◆ **STATED EXERCISE**
Pick out and copy every line in the items below that contains the word "black". Case counts.

◆ **INFORMATION SHOWN**
○ ○ ○ ○ ○

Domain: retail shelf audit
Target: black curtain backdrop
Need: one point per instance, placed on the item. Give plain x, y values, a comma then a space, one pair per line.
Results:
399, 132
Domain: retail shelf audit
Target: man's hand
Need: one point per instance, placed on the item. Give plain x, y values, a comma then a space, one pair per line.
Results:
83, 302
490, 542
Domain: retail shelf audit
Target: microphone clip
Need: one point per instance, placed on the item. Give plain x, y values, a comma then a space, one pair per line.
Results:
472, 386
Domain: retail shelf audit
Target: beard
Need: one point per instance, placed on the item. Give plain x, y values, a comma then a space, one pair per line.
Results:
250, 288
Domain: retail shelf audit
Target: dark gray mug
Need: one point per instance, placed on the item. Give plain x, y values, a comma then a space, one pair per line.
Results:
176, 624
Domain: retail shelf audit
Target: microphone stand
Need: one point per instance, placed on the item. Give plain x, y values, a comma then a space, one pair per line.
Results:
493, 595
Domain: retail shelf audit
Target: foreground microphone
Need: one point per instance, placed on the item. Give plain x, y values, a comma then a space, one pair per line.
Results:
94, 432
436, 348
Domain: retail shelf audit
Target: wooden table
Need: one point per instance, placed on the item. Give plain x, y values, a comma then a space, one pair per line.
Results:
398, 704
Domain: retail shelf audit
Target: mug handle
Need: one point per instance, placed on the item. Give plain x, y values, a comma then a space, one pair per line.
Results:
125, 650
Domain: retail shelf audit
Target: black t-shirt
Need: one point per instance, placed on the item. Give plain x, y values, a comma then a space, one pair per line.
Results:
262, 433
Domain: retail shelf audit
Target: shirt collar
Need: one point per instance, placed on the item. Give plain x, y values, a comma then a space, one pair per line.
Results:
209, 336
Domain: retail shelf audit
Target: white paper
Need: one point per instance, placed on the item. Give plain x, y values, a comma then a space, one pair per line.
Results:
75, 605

○ ○ ○ ○ ○

◆ **FINAL RESULT**
Target: black curtain backdrop
Target: black t-shirt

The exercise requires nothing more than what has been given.